■ TEXTE À LIRE ■
╭──

Page:Revue des Deux Mondes - 1861 - tome 33.djvu/150

Le texte de cette page a été corrigé et est conforme au fac-similé.

Vers ce temps, elle débuta au théâtre de Liverpool dans le drame de Masaniello, où elle jouait le rôle de Fenella. L’actrice avait alors un grand désavantage : elle ne savait pas l’anglais. Même après un long séjour dans la Grande-Bretagne, son accent est resté fidèle, comme elle dit, à sa mère-patrie. Les Anglais, qui connaissent les difficultés énormes de prononciation qu’oppose leur langue à un étranger, se montrèrent indulgens sur ce chapitre, et reconnurent chez la débutante des qualités rares et délicates. On accuse même aujourd’hui Mme Céleste d’avoir mis une certaine coquetterie d’artiste à conserver un accent français qui, du moins dans la bouche d’une femme, semble plaire singulièrement au public d’outre-mer. Après avoir joué dans le drame et dans la pantomime à Edimbourg, à Dublin et dans d’autres villes du royaume-uni, elle parut enfin en 1833 à Drury-Lane, où elle échoua. Puis, par un de ces retours de l’opinion, aussi capricieuse souvent que la fortune, elle obtint, quelques années après, au même théâtre et dans la même pièce, un succès d’enthousiasme. Cependant, aux termes de son engagement, elle retourna aux États-Unis. Cette fois sa marche fut un triomphe : saluée par les soldats sous les armes, applaudie par la multitude jusque dans les rues, décorée du titre de citoyen libre de l’Union, elle fut pendant quelque temps l’idole de la société américaine. Comblée d’honneurs et d’argent, Mme Céleste traversa pour la quatrième fois le ruisseau de l’Atlantique, et revint se fixer en 1837 dans sa terre d’adoption, la bonne et vieille Angleterre. Après avoir joué à Drury-Lane et à Haymarket, après avoir même rempli des premiers rôles dans les drames de Shakspeare, elle s’arrêta longtemps à l’Adelphi Theatre, où elle maria son talent à celui de M. Webster. Plusieurs pièces anglaises modernes lui doivent une grande partie du succès qu’elles ont obtenu. Enfin, ayant rompu en 1859 son association avec M. Webster, Mme Céleste voulut avoir un théâtre à elle. La salle du Liceum était vacante, elle la prit, et le 29 novembre de la même année elle prononçait, selon la coutume anglaise, un discours d’ouverture où elle exposait ses vues sur la direction du théâtre. Cette actrice est fort goûtée du public de Londres. Ce qu’on aime chez elle, c’est la légèreté, la grâce, l’élégance parisiennes façonnées en quelque sorte à la mode anglaise. Le Liceum joue le drame romantique, la comedietta, le vaudeville.

╰──

■ DONNÉES ENREGISTRÉES ■
╭──

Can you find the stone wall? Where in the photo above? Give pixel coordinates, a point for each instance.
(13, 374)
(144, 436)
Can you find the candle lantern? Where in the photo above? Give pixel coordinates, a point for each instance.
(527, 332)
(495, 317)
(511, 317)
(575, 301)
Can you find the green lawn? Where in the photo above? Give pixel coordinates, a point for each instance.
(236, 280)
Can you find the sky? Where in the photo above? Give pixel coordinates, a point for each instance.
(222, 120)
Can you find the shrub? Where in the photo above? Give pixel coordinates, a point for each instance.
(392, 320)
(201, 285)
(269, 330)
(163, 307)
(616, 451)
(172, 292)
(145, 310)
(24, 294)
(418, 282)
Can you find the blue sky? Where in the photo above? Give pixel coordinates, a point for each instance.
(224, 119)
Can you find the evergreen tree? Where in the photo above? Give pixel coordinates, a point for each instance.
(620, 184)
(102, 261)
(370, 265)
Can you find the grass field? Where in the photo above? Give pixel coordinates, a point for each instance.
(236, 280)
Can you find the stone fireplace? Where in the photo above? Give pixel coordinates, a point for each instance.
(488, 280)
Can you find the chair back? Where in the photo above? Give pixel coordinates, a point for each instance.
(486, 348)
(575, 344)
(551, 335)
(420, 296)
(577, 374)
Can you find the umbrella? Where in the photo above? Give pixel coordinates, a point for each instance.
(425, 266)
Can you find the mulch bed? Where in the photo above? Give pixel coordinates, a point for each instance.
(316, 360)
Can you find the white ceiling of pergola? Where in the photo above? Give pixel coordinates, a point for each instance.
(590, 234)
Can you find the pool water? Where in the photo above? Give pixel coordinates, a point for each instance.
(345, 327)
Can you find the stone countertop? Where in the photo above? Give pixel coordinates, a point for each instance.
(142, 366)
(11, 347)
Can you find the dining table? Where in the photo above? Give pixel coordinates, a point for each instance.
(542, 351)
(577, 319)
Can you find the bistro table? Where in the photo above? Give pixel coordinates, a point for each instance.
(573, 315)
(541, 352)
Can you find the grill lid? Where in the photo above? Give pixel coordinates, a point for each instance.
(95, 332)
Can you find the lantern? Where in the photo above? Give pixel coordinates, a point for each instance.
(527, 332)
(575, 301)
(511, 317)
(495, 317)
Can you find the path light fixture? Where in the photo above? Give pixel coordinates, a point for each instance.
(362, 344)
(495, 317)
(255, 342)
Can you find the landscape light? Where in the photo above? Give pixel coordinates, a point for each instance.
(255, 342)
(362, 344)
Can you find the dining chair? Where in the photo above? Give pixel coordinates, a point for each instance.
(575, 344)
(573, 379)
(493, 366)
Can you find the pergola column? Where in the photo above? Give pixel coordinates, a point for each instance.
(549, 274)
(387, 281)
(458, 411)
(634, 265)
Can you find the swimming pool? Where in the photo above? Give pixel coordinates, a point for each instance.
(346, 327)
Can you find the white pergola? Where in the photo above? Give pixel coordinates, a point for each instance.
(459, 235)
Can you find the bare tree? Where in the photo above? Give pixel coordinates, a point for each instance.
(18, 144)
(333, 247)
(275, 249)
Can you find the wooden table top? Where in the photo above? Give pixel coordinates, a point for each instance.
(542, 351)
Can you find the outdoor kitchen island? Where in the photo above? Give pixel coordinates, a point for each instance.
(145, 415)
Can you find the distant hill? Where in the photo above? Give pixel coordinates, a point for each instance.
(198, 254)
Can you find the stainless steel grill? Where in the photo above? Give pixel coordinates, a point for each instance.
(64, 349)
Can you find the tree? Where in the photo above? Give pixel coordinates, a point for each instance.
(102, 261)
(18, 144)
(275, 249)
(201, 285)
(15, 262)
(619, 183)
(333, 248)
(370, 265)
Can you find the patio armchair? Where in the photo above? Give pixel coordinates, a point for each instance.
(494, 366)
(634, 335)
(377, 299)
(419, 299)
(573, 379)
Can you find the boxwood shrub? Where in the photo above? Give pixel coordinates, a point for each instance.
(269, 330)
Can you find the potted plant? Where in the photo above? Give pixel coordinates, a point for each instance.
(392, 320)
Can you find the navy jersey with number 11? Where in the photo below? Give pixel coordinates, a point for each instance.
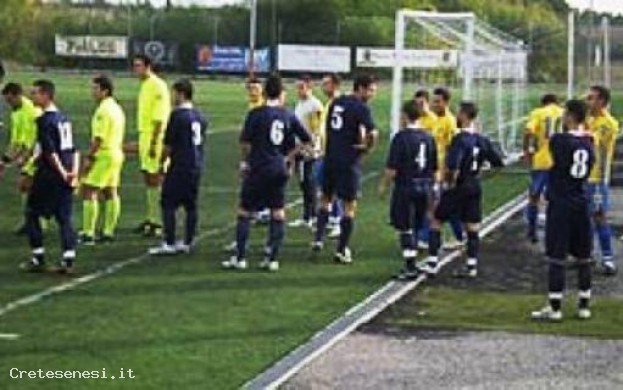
(185, 135)
(54, 136)
(467, 154)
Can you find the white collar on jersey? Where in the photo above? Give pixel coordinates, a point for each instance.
(51, 108)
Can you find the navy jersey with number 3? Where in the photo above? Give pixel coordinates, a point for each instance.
(185, 135)
(413, 155)
(574, 158)
(467, 154)
(348, 116)
(54, 136)
(272, 132)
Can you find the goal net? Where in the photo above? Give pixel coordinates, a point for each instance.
(473, 59)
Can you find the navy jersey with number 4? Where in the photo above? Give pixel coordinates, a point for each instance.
(348, 116)
(413, 155)
(54, 136)
(574, 158)
(272, 132)
(468, 152)
(185, 135)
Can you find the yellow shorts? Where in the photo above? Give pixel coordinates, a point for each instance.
(149, 164)
(104, 173)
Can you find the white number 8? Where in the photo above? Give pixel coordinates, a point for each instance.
(579, 169)
(276, 133)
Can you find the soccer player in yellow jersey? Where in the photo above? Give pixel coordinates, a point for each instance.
(22, 138)
(605, 130)
(543, 122)
(308, 111)
(154, 107)
(103, 163)
(428, 121)
(255, 93)
(446, 130)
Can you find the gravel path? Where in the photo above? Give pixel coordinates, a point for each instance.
(436, 360)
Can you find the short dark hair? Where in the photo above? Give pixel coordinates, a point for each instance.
(46, 86)
(577, 109)
(421, 93)
(335, 78)
(145, 59)
(184, 87)
(363, 81)
(273, 86)
(411, 110)
(306, 78)
(444, 93)
(12, 89)
(105, 84)
(549, 98)
(469, 108)
(603, 92)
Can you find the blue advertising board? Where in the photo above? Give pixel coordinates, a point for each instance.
(230, 59)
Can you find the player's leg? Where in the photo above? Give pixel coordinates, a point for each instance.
(405, 215)
(329, 184)
(112, 202)
(169, 203)
(250, 200)
(348, 191)
(537, 186)
(471, 215)
(557, 243)
(601, 208)
(63, 215)
(90, 214)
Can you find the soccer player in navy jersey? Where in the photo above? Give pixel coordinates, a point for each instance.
(462, 195)
(184, 142)
(350, 133)
(568, 228)
(411, 166)
(54, 180)
(268, 144)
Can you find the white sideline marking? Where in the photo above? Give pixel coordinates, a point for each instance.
(113, 268)
(363, 312)
(9, 336)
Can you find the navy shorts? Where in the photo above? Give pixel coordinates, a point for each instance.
(341, 181)
(409, 205)
(568, 232)
(50, 198)
(538, 182)
(466, 205)
(180, 190)
(261, 191)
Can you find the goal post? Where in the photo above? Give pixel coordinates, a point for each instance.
(491, 69)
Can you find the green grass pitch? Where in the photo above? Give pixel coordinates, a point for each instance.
(184, 323)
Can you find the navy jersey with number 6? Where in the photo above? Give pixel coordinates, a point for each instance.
(574, 158)
(272, 132)
(413, 155)
(467, 154)
(54, 136)
(348, 116)
(185, 135)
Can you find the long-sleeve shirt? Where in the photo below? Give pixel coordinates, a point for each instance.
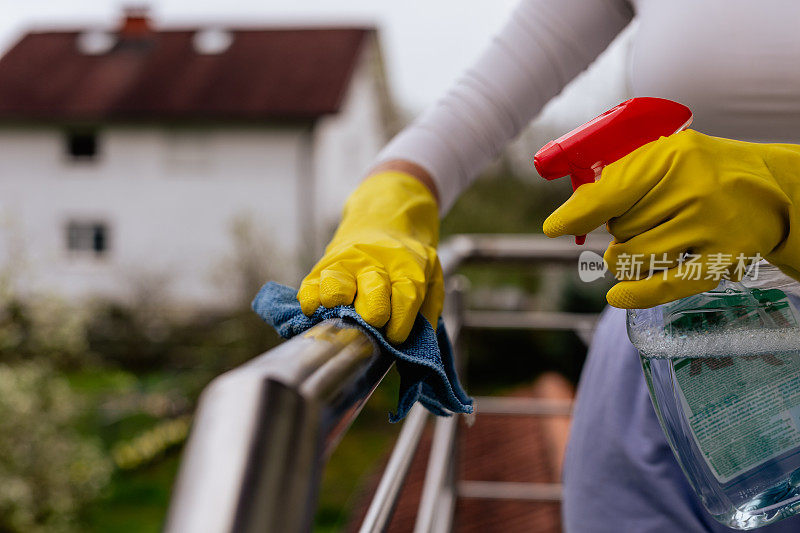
(734, 62)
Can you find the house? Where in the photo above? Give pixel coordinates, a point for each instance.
(169, 160)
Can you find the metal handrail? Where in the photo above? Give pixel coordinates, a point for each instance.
(263, 432)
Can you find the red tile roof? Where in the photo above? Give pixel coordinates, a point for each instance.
(269, 74)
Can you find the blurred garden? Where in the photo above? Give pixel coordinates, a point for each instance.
(96, 400)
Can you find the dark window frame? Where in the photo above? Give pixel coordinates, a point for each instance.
(88, 237)
(82, 145)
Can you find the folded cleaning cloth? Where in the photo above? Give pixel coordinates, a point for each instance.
(424, 361)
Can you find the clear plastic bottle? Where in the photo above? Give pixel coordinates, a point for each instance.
(723, 369)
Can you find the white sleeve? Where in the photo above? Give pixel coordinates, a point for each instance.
(544, 45)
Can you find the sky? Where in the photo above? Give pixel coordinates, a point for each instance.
(427, 43)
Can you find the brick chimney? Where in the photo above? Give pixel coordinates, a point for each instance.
(135, 23)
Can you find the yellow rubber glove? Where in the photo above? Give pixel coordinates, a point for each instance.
(383, 257)
(717, 199)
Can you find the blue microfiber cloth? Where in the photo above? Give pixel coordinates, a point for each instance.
(424, 361)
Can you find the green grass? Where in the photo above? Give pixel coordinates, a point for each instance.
(136, 500)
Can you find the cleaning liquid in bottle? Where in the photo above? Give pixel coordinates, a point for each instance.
(723, 370)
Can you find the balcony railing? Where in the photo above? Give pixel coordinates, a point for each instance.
(263, 432)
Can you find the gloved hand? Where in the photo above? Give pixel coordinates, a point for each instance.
(383, 256)
(690, 194)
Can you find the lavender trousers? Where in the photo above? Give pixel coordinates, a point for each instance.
(620, 475)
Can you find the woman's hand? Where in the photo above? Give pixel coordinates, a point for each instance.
(382, 257)
(715, 200)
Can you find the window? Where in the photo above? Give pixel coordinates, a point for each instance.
(87, 238)
(82, 145)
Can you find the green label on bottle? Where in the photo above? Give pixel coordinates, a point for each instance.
(742, 411)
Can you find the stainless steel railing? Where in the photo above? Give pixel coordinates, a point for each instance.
(263, 432)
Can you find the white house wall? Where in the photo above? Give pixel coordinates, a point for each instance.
(169, 197)
(346, 144)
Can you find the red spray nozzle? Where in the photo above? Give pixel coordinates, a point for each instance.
(583, 152)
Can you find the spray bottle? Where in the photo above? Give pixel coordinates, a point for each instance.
(723, 366)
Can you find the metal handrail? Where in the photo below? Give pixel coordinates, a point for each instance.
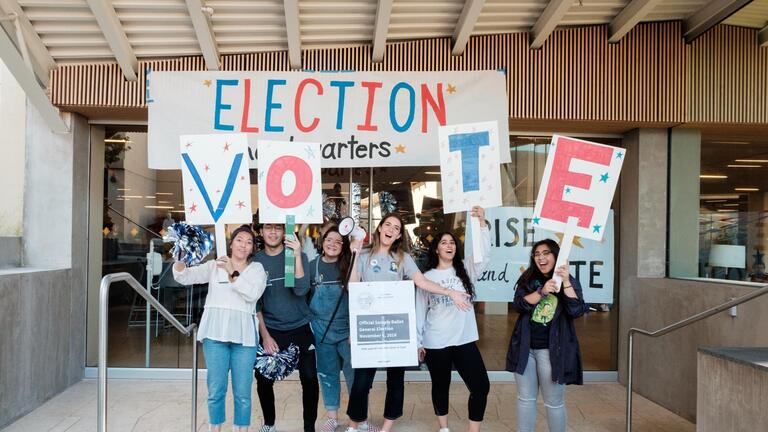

╰──

Recopiez mot pour mot, du début à la fin, le texte sur la carrière de Mme Céleste.

■ RÉPONSE CI-DESSOUS ■
Page:Revue des Deux Mondes - 1861 - tome 33.djvu/150

Le texte de cette page a été corrigé et est conforme au fac-similé.

Vers ce temps, elle débuta au théâtre de Liverpool dans le drame de Masaniello, où elle jouait le rôle de Fenella. L’actrice avait alors un grand désavantage : elle ne savait pas l’anglais. Même après un long séjour dans la Grande-Bretagne, son accent est resté fidèle, comme elle dit, à sa mère-patrie. Les Anglais, qui connaissent les difficultés énormes de prononciation qu’oppose leur langue à un étranger, se montrèrent indulgens sur ce chapitre, et reconnurent chez la débutante des qualités rares et délicates. On accuse même aujourd’hui Mme Céleste d’avoir mis une certaine coquetterie d’artiste à conserver un accent français qui, du moins dans la bouche d’une femme, semble plaire singulièrement au public d’outre-mer. Après avoir joué dans le drame et dans la pantomime à Edimbourg, à Dublin et dans d’autres villes du royaume-uni, elle parut enfin en 1833 à Drury-Lane, où elle échoua. Puis, par un de ces retours de l’opinion, aussi capricieuse souvent que la fortune, elle obtint, quelques années après, au même théâtre et dans la même pièce, un succès d’enthousiasme. Cependant, aux termes de son engagement, elle retourna aux États-Unis. Cette fois sa marche fut un triomphe : saluée par les soldats sous les armes, applaudie par la multitude jusque dans les rues, décorée du titre de citoyen libre de l’Union, elle fut pendant quelque temps l’idole de la société américaine. Comblée d’honneurs et d’argent, Mme Céleste traversa pour la quatrième fois le ruisseau de l’Atlantique, et revint se fixer en 1837 dans sa terre d’adoption, la bonne et vieille Angleterre. Après avoir joué à Drury-Lane et à Haymarket, après avoir même rempli des premiers rôles dans les drames de Shakspeare, elle s’arrêta longtemps à l’Adelphi Theatre, où elle maria son talent à celui de M. Webster. Plusieurs pièces anglaises modernes lui doivent une grande partie du succès qu’elles ont obtenu. Enfin, ayant rompu en 1859 son association avec M. Webster, Mme Céleste voulut avoir un théâtre à elle. La salle du Liceum était vacante, elle la prit, et le 29 novembre de la même année elle prononçait, selon la coutume anglaise, un discours d’ouverture où elle exposait ses vues sur la direction du théâtre. Cette actrice est fort goûtée du public de Londres. Ce qu’on aime chez elle, c’est la légèreté, la grâce, l’élégance parisiennes façonnées en quelque sorte à la mode anglaise. Le Liceum joue le drame romantique, la comedietta, le vaudeville.